DOCUMENT SECTION:
Well written but it really should have been in non-erotica.
Maybe with a header to describe it was being placed here for other reasons.
All this nonsense about is it or isn’t it in the right or wrong category, it’s just a fucking story for Christ sakes, read it or don’t, enjoy it or don’t, who gives a shit, in its defence it was posted in Loving Wives and it had a loving wife. So instead of spitting your dummy out and blubbering like a two year old just move the fuck along.
As to the story? Well I read it, all seven pages, didn’t skim once, which as far as I’m concerned is an achievement few submissions here can attest to.
I kept waiting for the betrayal, that Claire was part of the scam and was running off with Bruce. This is LW, after all. But noooooo. You had to go and write a story that belongs in... I don't even know where. It's a good story, and I'm giving it 5*, but there really wasn't enough 'Wives' in it.
Hi, PostScriptor, thanks for participating in Randi's event. This plot for this was a little (okay, a lot) different than I was expecting but I found it Interesting, well plotted, and nicely detailed. The ending was fairly close to what I was expecting, with the exception (based on the category) that I feared Claire would have somehow been involved with Bruce (and was relieved on that front). I rated it a solid 4.6* and rounded up.
The story had no suspense, an exceptional number of characters that played no real part. I read it all the way through hoping that there would be some interesting development either in confrontation, sex, etc. Nope, just a plodding path to the expected ending. I didn't like this.
5 stars
The story held my interest as I have been a guy that tries to diagnose problems with operating systems (computers and radar) and with people thus my failed marriage; which includes myself.
loving wives were involved, So, a cheating husband betrayed his family; mom and dad, and girlfriends plus others as well as his best friend; the owner of Orange Grove.
Forgive my punctuation - Please
One of the most refreshing stories I've read in awhile. But yes you left out the whole loving wife aspect. No bother. I enjoyed it.
Better than a 4 but not quite good enough for a 5. 4.5? Well told, and if there was a General Fiction category, it might do better.

GIVEN DATA:
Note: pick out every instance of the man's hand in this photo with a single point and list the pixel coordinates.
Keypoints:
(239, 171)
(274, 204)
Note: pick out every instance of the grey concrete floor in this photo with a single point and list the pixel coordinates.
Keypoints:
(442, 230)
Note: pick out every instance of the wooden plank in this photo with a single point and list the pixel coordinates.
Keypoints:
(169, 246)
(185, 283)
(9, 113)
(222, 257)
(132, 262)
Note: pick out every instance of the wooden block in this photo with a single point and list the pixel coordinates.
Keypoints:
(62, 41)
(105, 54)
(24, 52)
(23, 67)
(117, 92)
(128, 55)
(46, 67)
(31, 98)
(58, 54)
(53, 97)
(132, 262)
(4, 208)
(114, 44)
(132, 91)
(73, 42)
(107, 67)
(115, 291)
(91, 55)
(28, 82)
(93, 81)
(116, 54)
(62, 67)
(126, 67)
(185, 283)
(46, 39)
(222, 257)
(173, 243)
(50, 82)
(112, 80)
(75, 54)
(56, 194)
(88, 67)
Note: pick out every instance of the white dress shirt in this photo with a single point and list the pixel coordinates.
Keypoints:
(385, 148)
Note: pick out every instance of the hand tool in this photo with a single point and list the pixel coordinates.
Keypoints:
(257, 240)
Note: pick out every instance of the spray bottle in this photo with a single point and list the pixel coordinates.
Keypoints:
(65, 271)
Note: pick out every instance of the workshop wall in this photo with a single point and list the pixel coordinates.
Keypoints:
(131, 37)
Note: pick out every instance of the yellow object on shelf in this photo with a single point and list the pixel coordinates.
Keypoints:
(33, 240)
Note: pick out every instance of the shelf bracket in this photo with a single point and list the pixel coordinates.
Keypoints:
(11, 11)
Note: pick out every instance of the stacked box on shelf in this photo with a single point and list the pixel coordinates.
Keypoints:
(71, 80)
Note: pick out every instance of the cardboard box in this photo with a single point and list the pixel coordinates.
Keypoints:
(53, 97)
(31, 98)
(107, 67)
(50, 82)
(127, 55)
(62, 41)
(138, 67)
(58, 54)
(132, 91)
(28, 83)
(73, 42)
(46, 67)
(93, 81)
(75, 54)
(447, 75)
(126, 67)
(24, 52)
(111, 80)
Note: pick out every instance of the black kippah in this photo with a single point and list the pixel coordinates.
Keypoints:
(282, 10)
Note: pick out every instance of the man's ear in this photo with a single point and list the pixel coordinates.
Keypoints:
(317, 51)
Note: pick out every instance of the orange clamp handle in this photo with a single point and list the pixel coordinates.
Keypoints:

TASK TO CARRY OUT: Continue the reader comments on the story above, starting after the last comment shown.

EXERCISE RESULT:
The story had my interest! Part mystery, part drama with some LW elements. I am not a strict believer in what LW represents other than likely a harsh review!
Over all I was entertained so all good for me.
Please do keep writing and I will keep reading.
This is a very good story. I’m not complaining about the LW classification, but as I read, I kept wondering about Clair: first, would she disappear with Bruce; then, would she drop her own unrelated bombshell. Finally figured out that Consuela fit the role. If the Anonymous Cowards want to complain about that, you can always refund what they paid you, delete the posts, or block Anonymous Coward posts.
Kind of threw me, I kept waiting for the Loving Wife to show up but that never happened. still a good story, a lot of fluff but good. I guess if there were a LW it would have been Consuela for putting up with Bruce's depraved whoring her out. What a sorry bastard, but at least he didn't get away scott free. I'm wondering how they figured out that the two men "shot the man six times, each"? One guy could have reloaded or had two guns. Seems like a waste of bullets as the baseball bats could do the job without a lot of gunfire, even in a secluded area. More of a mystery story but I liked it.
I really enjoyed this on. I would like to thank the author. A thought came to me about halfway through the reading. I can easily see this become a Travis McGee novel
Hey WGAS, you’re just as anonymous as anyone else here. That’s not your real name, and your profile doesn’t give any information that could be used to identify you. Which is as it should be!